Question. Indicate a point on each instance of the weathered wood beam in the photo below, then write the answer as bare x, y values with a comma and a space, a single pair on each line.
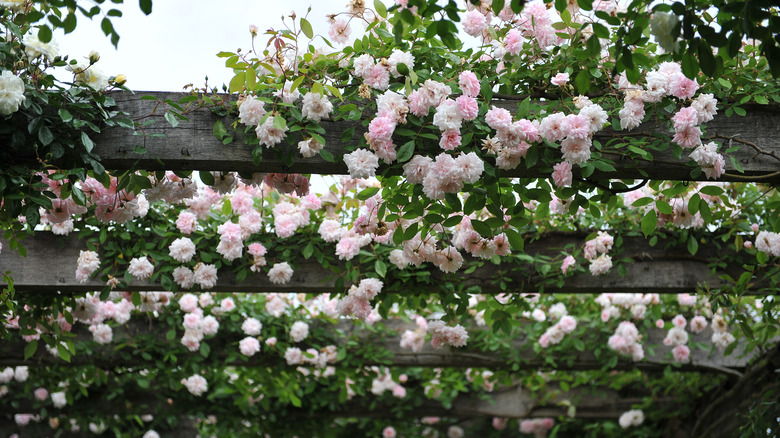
192, 146
654, 270
657, 359
753, 397
513, 402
*****
Update the listing so that "weathered wood beam" reads "weathered timber beam" and everything else stays the same. Leave the pictures out of your answer.

> _FINISHED TASK_
Question. Indicate a point on each instance of the weathered timber beam in the photo below, then write the answer as bare x, y values with a comma and a space, a single pair on each line.
192, 146
654, 270
657, 359
753, 397
513, 402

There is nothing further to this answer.